Pointing records
** start **

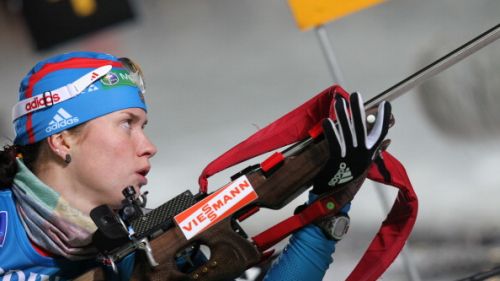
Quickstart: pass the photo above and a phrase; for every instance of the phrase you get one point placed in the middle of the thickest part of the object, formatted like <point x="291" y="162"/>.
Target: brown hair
<point x="29" y="153"/>
<point x="8" y="165"/>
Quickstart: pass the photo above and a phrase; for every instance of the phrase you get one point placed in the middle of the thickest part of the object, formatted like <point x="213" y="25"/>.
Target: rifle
<point x="275" y="186"/>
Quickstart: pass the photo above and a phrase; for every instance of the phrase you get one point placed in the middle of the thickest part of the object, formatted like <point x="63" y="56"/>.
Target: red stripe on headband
<point x="54" y="66"/>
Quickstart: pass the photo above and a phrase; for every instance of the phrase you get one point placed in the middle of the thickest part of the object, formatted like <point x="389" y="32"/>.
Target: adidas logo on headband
<point x="60" y="120"/>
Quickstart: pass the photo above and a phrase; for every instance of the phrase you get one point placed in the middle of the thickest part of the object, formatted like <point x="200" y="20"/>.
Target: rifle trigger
<point x="146" y="247"/>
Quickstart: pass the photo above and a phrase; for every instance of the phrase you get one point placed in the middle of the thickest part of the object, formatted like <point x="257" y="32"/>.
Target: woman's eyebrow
<point x="136" y="118"/>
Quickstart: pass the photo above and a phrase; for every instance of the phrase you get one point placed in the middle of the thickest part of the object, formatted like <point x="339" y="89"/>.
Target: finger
<point x="381" y="127"/>
<point x="358" y="117"/>
<point x="335" y="139"/>
<point x="345" y="209"/>
<point x="343" y="121"/>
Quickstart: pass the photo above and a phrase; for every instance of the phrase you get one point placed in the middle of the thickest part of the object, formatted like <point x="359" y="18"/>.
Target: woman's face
<point x="111" y="153"/>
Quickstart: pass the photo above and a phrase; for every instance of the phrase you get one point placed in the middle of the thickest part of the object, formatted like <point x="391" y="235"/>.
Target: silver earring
<point x="67" y="159"/>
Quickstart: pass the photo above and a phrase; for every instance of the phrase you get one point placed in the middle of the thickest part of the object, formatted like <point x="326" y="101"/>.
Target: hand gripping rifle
<point x="188" y="220"/>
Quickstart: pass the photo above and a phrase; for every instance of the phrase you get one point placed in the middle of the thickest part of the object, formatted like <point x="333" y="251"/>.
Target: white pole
<point x="327" y="49"/>
<point x="333" y="66"/>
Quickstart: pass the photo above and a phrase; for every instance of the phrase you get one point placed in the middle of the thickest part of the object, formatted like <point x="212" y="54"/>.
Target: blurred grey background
<point x="217" y="70"/>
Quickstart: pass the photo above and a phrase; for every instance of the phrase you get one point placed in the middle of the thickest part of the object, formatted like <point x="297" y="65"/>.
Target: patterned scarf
<point x="49" y="220"/>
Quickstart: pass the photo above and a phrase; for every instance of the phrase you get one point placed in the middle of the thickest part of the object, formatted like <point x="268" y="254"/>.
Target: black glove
<point x="351" y="149"/>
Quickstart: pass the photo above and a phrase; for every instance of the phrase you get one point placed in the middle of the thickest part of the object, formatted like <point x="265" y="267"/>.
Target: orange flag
<point x="311" y="13"/>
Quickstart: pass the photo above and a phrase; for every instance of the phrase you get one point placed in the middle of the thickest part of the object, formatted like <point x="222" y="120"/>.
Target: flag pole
<point x="327" y="49"/>
<point x="336" y="73"/>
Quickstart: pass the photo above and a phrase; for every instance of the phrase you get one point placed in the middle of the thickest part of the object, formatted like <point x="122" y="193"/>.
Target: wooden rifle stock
<point x="231" y="253"/>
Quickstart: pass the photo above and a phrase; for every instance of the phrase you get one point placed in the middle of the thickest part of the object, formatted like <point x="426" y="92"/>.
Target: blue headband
<point x="70" y="89"/>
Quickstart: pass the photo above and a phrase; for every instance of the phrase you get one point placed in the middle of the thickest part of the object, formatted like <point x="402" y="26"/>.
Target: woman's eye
<point x="127" y="124"/>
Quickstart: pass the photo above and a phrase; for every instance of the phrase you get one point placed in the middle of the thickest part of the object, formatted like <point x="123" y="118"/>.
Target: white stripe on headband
<point x="49" y="98"/>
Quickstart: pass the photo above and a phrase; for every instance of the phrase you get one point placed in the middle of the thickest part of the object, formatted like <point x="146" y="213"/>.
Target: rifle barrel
<point x="437" y="66"/>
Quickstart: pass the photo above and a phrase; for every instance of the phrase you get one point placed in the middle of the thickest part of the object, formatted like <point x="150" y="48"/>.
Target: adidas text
<point x="61" y="124"/>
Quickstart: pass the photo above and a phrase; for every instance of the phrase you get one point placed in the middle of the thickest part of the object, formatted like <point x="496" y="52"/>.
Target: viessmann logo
<point x="60" y="120"/>
<point x="216" y="207"/>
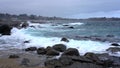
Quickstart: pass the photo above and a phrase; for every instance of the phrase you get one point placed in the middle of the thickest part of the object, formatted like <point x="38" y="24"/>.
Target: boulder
<point x="5" y="29"/>
<point x="24" y="25"/>
<point x="113" y="49"/>
<point x="115" y="44"/>
<point x="71" y="27"/>
<point x="54" y="63"/>
<point x="93" y="57"/>
<point x="64" y="39"/>
<point x="41" y="51"/>
<point x="31" y="49"/>
<point x="59" y="47"/>
<point x="71" y="52"/>
<point x="52" y="52"/>
<point x="14" y="56"/>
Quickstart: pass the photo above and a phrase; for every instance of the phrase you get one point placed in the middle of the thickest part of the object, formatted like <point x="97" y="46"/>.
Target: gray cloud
<point x="63" y="8"/>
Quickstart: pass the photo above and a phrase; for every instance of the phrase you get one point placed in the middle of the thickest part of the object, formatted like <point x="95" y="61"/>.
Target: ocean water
<point x="43" y="35"/>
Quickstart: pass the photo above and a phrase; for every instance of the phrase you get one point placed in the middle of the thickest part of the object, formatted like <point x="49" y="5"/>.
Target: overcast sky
<point x="63" y="8"/>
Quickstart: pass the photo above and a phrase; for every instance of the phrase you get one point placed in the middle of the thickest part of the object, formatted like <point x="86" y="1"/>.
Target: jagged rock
<point x="14" y="56"/>
<point x="59" y="47"/>
<point x="93" y="57"/>
<point x="55" y="63"/>
<point x="71" y="27"/>
<point x="52" y="52"/>
<point x="41" y="51"/>
<point x="113" y="49"/>
<point x="31" y="49"/>
<point x="65" y="40"/>
<point x="24" y="25"/>
<point x="71" y="52"/>
<point x="25" y="62"/>
<point x="5" y="29"/>
<point x="115" y="44"/>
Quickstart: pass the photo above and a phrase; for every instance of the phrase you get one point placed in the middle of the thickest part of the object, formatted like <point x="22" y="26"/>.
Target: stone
<point x="71" y="52"/>
<point x="60" y="47"/>
<point x="113" y="49"/>
<point x="5" y="29"/>
<point x="64" y="39"/>
<point x="52" y="52"/>
<point x="14" y="56"/>
<point x="41" y="51"/>
<point x="31" y="49"/>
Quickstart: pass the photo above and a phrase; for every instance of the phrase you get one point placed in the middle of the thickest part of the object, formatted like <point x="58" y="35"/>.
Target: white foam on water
<point x="18" y="37"/>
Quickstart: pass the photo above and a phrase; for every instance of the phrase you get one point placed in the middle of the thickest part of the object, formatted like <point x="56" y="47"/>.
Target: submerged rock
<point x="59" y="47"/>
<point x="5" y="29"/>
<point x="14" y="56"/>
<point x="71" y="52"/>
<point x="41" y="51"/>
<point x="115" y="44"/>
<point x="31" y="49"/>
<point x="52" y="52"/>
<point x="64" y="39"/>
<point x="113" y="49"/>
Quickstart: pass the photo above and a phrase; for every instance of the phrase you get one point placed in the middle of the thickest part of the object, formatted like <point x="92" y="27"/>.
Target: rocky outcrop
<point x="60" y="47"/>
<point x="14" y="56"/>
<point x="41" y="51"/>
<point x="31" y="49"/>
<point x="71" y="52"/>
<point x="52" y="52"/>
<point x="115" y="44"/>
<point x="64" y="39"/>
<point x="113" y="49"/>
<point x="5" y="29"/>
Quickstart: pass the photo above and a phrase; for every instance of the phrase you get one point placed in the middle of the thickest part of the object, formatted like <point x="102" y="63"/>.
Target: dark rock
<point x="55" y="63"/>
<point x="115" y="44"/>
<point x="5" y="29"/>
<point x="41" y="51"/>
<point x="24" y="25"/>
<point x="71" y="27"/>
<point x="59" y="47"/>
<point x="84" y="65"/>
<point x="109" y="35"/>
<point x="65" y="40"/>
<point x="52" y="52"/>
<point x="25" y="62"/>
<point x="113" y="49"/>
<point x="66" y="60"/>
<point x="31" y="49"/>
<point x="27" y="41"/>
<point x="93" y="57"/>
<point x="71" y="52"/>
<point x="65" y="25"/>
<point x="14" y="56"/>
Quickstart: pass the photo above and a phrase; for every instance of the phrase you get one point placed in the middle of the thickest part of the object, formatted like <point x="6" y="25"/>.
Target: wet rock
<point x="55" y="63"/>
<point x="31" y="49"/>
<point x="27" y="41"/>
<point x="14" y="56"/>
<point x="93" y="57"/>
<point x="71" y="52"/>
<point x="109" y="35"/>
<point x="115" y="44"/>
<point x="71" y="27"/>
<point x="65" y="61"/>
<point x="113" y="49"/>
<point x="24" y="25"/>
<point x="5" y="29"/>
<point x="25" y="62"/>
<point x="52" y="52"/>
<point x="41" y="51"/>
<point x="59" y="47"/>
<point x="65" y="40"/>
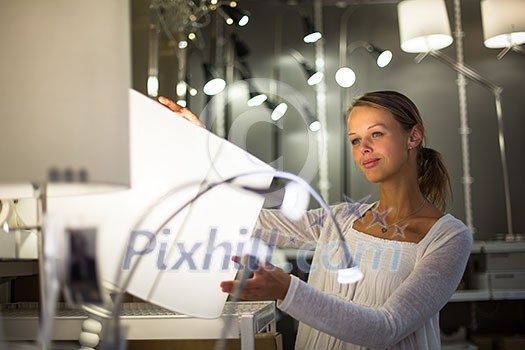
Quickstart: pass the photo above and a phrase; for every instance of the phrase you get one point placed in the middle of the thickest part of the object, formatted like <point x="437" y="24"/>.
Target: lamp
<point x="214" y="83"/>
<point x="410" y="9"/>
<point x="382" y="57"/>
<point x="256" y="98"/>
<point x="420" y="32"/>
<point x="278" y="110"/>
<point x="313" y="77"/>
<point x="345" y="76"/>
<point x="311" y="35"/>
<point x="503" y="23"/>
<point x="64" y="111"/>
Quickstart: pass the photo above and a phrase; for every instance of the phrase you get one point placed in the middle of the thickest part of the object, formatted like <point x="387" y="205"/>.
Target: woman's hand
<point x="181" y="111"/>
<point x="268" y="283"/>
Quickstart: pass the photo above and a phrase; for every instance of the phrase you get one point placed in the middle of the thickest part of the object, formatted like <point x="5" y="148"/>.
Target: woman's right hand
<point x="181" y="111"/>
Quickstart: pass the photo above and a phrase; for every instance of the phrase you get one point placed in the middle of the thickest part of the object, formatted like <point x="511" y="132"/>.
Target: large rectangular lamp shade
<point x="65" y="75"/>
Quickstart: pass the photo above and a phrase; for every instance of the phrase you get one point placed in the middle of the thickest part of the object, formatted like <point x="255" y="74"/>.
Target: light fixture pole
<point x="497" y="91"/>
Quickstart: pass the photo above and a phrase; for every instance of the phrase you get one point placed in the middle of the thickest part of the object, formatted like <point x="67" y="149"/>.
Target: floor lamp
<point x="64" y="118"/>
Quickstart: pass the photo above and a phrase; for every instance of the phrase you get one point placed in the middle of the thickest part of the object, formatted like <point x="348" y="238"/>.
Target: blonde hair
<point x="433" y="178"/>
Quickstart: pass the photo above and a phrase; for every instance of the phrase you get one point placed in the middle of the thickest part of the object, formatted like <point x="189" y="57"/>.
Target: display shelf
<point x="143" y="321"/>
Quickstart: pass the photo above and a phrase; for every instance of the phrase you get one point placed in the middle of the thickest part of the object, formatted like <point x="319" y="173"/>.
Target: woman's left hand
<point x="268" y="283"/>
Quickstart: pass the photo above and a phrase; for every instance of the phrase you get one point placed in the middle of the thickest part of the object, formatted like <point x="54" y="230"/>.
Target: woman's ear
<point x="416" y="136"/>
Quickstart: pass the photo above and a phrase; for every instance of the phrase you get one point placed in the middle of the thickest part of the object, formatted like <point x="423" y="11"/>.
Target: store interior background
<point x="430" y="84"/>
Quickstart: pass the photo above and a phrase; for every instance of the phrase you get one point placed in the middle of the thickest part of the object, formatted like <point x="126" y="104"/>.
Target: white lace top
<point x="396" y="304"/>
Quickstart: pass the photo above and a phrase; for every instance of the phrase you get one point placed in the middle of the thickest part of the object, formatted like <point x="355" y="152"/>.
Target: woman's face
<point x="379" y="143"/>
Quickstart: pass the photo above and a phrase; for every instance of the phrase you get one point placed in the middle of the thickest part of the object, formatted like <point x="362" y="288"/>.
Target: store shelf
<point x="146" y="321"/>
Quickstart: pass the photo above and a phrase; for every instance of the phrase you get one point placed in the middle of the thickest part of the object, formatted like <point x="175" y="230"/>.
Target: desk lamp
<point x="65" y="69"/>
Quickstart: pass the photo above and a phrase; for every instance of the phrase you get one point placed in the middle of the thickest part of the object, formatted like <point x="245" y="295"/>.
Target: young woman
<point x="411" y="253"/>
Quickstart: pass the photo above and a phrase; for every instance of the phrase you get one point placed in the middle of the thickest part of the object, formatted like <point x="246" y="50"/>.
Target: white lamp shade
<point x="423" y="25"/>
<point x="503" y="22"/>
<point x="65" y="68"/>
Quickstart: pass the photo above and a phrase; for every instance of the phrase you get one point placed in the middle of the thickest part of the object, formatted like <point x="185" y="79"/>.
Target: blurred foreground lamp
<point x="64" y="101"/>
<point x="214" y="83"/>
<point x="345" y="76"/>
<point x="278" y="110"/>
<point x="382" y="57"/>
<point x="313" y="77"/>
<point x="64" y="112"/>
<point x="421" y="32"/>
<point x="503" y="23"/>
<point x="234" y="15"/>
<point x="313" y="123"/>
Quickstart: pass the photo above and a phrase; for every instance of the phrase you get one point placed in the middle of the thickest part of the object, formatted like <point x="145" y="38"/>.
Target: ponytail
<point x="433" y="178"/>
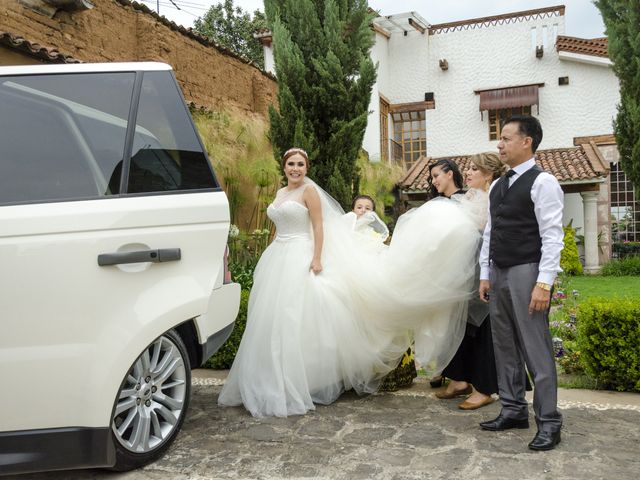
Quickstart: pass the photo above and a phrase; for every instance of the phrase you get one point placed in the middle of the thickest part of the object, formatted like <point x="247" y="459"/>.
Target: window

** end **

• Prompt
Count the lines in the items above that contain the string "water", with uppercase and lowercase treated as different. Reply with the number only.

• Finished task
2